**** Available data

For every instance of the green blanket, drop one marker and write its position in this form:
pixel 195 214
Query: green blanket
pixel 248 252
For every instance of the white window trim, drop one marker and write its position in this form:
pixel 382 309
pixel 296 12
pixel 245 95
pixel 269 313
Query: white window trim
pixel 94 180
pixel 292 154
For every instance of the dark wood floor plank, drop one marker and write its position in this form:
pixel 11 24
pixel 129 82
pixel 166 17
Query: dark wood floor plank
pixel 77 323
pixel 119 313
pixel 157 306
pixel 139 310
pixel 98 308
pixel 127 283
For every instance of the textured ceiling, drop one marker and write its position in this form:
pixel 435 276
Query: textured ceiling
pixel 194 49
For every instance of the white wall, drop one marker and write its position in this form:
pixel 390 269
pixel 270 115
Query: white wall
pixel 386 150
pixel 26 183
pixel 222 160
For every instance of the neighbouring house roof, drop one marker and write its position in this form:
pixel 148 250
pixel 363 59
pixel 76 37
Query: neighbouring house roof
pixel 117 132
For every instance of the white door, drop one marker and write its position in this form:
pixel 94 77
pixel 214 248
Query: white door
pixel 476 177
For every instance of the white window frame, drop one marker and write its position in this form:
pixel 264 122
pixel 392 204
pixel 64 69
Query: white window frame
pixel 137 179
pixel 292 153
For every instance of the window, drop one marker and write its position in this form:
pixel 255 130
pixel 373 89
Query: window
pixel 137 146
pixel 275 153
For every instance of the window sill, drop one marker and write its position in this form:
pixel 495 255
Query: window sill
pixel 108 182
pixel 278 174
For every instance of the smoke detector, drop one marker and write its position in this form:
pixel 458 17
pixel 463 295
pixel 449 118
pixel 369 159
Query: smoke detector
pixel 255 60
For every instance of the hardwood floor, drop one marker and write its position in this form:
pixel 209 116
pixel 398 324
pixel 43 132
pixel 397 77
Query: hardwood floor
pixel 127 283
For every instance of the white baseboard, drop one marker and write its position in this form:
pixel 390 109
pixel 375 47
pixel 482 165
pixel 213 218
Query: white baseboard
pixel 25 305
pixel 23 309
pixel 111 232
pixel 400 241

********

- What to produce -
Would you copy out exactly the lines above that start at the one containing "pixel 76 37" and end at the one containing "pixel 397 77", inclusive?

- Result for this exercise -
pixel 76 37
Query: neighbouring house roof
pixel 117 132
For every instance of the white door, drop one marker and write its position in this form:
pixel 94 77
pixel 214 248
Query: white door
pixel 476 177
For every instance of the white window frame, drop one marker and write its position in this form:
pixel 264 122
pixel 392 204
pixel 64 69
Query: white window frame
pixel 137 179
pixel 292 153
For every instance of the window, drop one marker and write its position in this form:
pixel 255 130
pixel 373 89
Query: window
pixel 137 146
pixel 275 153
For every instance of the window sill, drop one marker and write its position in this form:
pixel 495 255
Query: window sill
pixel 108 182
pixel 278 174
For every instance of the smoke detector, drop one marker and write its position in this form:
pixel 458 17
pixel 463 295
pixel 449 118
pixel 369 159
Query: smoke detector
pixel 255 60
For every instance of the hardwood floor, drop one marker and write its position in this form:
pixel 209 116
pixel 398 324
pixel 43 132
pixel 397 77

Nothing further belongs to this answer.